** start RAW DATA **
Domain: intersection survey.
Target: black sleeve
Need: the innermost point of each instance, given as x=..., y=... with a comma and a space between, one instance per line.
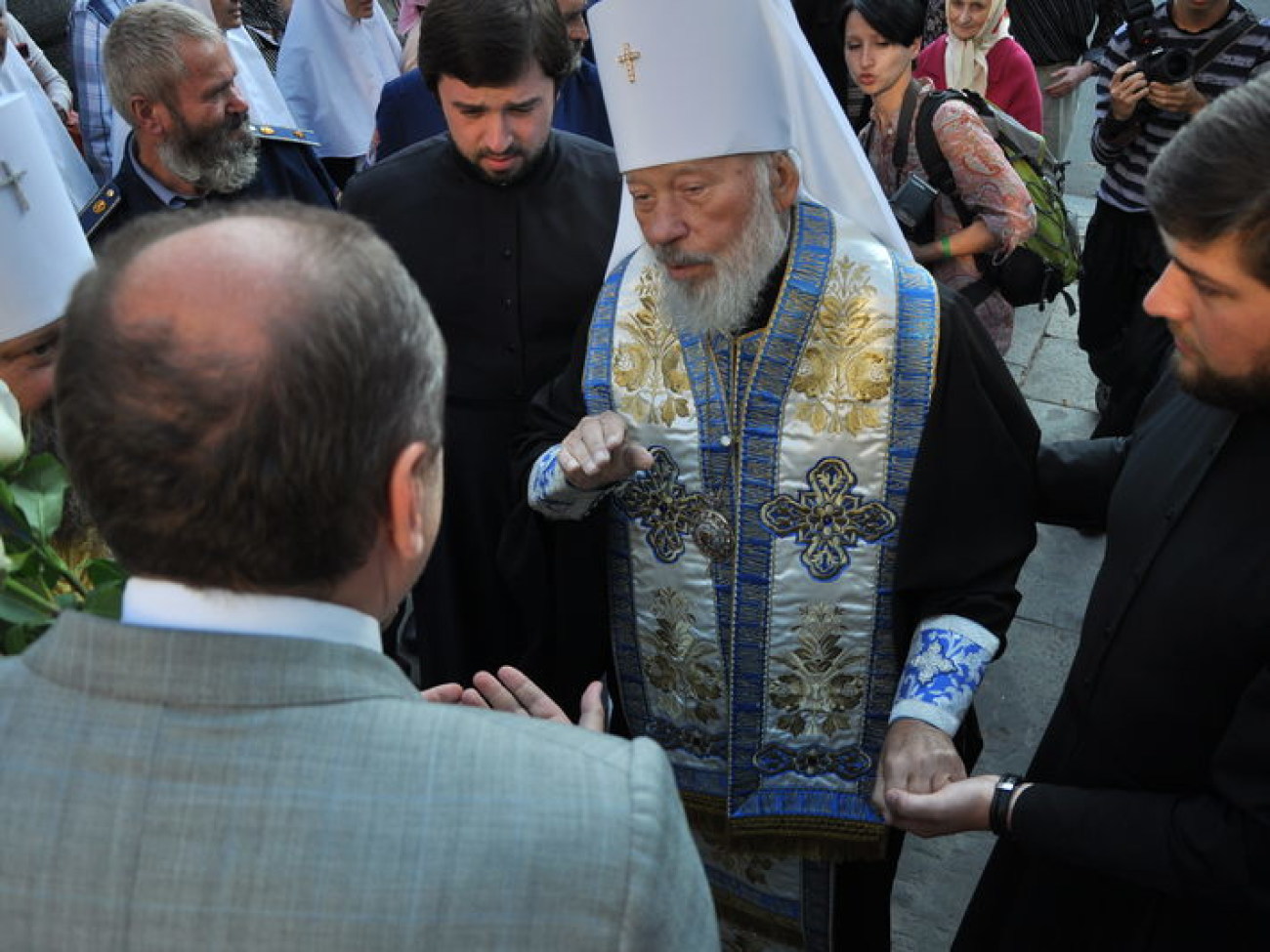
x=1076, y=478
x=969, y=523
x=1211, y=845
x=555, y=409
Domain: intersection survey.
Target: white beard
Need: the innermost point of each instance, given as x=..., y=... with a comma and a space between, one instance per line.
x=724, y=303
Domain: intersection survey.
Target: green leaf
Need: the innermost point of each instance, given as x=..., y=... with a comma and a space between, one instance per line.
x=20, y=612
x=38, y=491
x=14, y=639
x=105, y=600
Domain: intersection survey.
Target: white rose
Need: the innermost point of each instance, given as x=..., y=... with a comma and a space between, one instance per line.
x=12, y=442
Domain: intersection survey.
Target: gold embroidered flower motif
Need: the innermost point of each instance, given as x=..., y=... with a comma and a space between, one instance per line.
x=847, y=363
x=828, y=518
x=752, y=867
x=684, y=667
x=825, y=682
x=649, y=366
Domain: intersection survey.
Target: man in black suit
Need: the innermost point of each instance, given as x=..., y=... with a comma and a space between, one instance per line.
** end RAW DATA **
** start RAW DATA **
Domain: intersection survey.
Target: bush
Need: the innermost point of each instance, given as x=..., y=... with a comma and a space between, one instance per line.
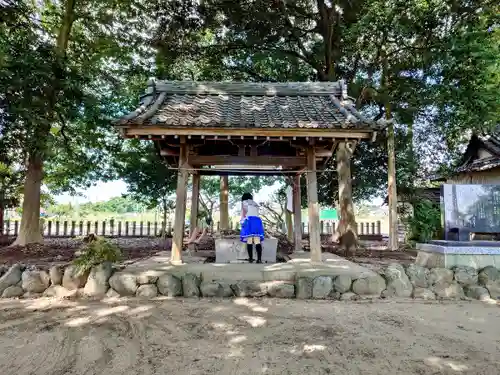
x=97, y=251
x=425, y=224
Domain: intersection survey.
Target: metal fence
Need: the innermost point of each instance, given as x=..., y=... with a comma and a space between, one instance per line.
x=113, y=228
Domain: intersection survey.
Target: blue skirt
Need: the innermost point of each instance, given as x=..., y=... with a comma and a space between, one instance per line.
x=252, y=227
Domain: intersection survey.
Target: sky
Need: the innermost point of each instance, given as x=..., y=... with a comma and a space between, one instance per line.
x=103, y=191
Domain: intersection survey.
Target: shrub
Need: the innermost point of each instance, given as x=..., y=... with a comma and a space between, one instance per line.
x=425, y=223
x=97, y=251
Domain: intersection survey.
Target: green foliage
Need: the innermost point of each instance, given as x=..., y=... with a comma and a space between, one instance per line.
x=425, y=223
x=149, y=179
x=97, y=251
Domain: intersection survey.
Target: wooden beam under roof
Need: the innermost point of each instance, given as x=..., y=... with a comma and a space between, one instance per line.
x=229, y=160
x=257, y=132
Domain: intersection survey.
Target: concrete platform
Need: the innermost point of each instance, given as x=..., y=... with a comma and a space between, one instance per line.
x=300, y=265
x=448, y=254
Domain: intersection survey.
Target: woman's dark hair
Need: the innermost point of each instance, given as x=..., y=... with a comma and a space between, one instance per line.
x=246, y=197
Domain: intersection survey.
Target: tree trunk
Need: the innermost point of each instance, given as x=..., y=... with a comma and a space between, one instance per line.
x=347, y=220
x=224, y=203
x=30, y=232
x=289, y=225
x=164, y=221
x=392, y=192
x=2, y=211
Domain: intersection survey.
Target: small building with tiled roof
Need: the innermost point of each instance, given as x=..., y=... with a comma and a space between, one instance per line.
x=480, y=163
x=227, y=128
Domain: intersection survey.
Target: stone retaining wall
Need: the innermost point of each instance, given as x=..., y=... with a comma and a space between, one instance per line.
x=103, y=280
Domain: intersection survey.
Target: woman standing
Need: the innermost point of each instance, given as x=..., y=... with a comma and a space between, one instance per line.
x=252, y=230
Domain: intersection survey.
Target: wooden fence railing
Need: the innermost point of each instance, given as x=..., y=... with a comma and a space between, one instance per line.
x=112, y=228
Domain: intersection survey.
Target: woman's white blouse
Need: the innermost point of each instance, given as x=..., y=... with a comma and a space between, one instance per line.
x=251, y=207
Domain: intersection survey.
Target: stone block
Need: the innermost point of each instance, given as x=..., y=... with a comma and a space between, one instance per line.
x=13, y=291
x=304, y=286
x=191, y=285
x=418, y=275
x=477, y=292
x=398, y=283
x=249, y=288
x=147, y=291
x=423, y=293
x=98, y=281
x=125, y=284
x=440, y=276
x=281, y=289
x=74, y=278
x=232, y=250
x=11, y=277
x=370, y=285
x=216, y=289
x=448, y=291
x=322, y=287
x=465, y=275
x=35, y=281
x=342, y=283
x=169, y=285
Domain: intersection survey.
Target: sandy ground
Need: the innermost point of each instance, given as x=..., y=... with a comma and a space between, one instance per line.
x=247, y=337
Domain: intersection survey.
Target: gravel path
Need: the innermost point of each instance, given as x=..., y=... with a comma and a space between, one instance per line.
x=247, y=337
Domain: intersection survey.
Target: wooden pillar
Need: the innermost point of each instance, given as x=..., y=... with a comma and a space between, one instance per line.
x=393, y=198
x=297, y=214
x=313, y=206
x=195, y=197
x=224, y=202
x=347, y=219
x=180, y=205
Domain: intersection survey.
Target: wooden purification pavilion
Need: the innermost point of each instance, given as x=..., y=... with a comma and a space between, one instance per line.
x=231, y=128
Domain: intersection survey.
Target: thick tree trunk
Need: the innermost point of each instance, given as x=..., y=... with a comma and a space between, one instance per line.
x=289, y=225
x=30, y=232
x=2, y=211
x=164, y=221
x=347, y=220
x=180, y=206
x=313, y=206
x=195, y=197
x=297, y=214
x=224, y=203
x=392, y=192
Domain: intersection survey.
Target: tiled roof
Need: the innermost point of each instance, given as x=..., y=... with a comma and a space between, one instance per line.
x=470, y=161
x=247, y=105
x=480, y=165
** end RAW DATA **
** start RAW DATA **
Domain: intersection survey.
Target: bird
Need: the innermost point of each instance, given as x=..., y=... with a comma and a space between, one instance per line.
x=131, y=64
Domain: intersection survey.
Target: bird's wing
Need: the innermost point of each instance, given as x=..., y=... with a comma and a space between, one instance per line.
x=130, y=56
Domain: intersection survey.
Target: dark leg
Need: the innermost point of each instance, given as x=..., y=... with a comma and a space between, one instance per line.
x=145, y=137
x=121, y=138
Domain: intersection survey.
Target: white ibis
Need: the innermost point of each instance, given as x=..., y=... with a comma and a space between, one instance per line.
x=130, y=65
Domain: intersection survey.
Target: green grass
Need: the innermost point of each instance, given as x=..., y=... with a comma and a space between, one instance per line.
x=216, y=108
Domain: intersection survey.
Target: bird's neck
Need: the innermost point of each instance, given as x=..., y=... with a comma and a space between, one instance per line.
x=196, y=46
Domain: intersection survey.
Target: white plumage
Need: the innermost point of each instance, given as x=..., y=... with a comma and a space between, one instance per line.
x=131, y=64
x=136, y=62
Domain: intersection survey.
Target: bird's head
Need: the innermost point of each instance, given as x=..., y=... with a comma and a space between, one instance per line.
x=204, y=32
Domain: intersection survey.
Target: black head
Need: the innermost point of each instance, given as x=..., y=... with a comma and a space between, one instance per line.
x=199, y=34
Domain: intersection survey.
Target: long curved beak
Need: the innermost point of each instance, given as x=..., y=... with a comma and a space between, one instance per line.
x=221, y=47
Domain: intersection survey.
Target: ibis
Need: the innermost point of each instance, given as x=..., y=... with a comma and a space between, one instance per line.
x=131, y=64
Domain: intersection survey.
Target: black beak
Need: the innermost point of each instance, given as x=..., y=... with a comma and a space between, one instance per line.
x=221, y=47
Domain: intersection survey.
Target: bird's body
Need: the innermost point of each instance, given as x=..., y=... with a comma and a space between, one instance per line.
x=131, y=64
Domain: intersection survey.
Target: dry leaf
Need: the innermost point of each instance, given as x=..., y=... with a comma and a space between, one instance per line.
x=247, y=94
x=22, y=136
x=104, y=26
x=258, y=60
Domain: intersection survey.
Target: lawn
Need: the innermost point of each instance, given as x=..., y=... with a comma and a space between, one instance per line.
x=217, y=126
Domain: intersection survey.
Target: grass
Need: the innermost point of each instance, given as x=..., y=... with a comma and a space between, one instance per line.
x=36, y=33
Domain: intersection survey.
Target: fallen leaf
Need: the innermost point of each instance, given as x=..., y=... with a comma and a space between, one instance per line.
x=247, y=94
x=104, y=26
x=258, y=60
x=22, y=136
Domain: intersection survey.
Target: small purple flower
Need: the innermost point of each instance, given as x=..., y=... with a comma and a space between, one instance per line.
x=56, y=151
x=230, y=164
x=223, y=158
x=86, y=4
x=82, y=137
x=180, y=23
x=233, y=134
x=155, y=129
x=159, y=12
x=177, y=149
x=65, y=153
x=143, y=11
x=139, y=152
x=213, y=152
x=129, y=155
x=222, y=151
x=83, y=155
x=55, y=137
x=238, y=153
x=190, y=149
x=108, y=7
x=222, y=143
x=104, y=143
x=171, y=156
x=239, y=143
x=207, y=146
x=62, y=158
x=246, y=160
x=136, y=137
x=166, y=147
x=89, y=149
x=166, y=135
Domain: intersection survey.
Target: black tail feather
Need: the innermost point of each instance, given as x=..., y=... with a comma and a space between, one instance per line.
** end RAW DATA **
Count the lines in the data above that contain the word "white". Reply with the number alone.

== FULL OUTPUT ==
5